— DIRECTIONS FOR THIS TASK —
Look below for the line with "Target: train smoke trail". Extract that line and each one after it through the last, word for word.

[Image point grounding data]
☆ ☆ ☆
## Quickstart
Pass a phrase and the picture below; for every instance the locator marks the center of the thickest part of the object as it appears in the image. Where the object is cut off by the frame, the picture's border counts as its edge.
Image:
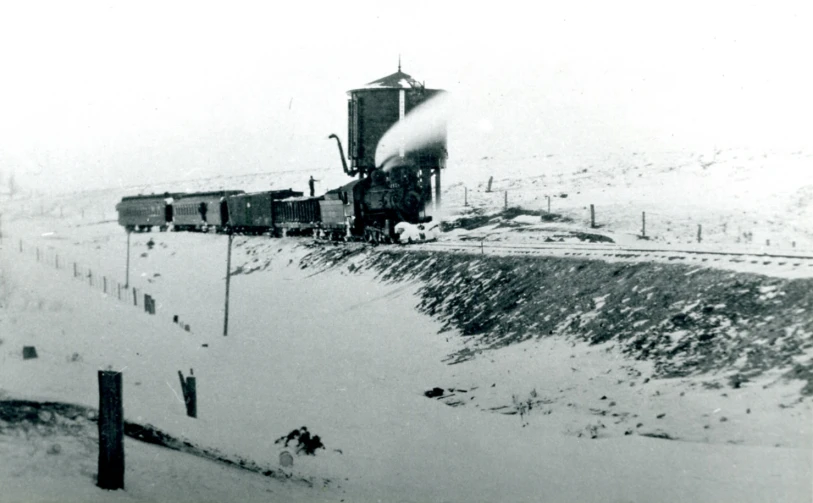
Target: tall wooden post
(190, 393)
(111, 431)
(127, 274)
(228, 281)
(437, 188)
(643, 224)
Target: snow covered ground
(349, 357)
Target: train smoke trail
(423, 126)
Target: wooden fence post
(643, 224)
(111, 431)
(190, 393)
☆ ☆ ☆
— ANSWER TO THIS TASK —
Target: train smoke trail
(423, 126)
Target: wooden fence post
(643, 224)
(111, 431)
(190, 393)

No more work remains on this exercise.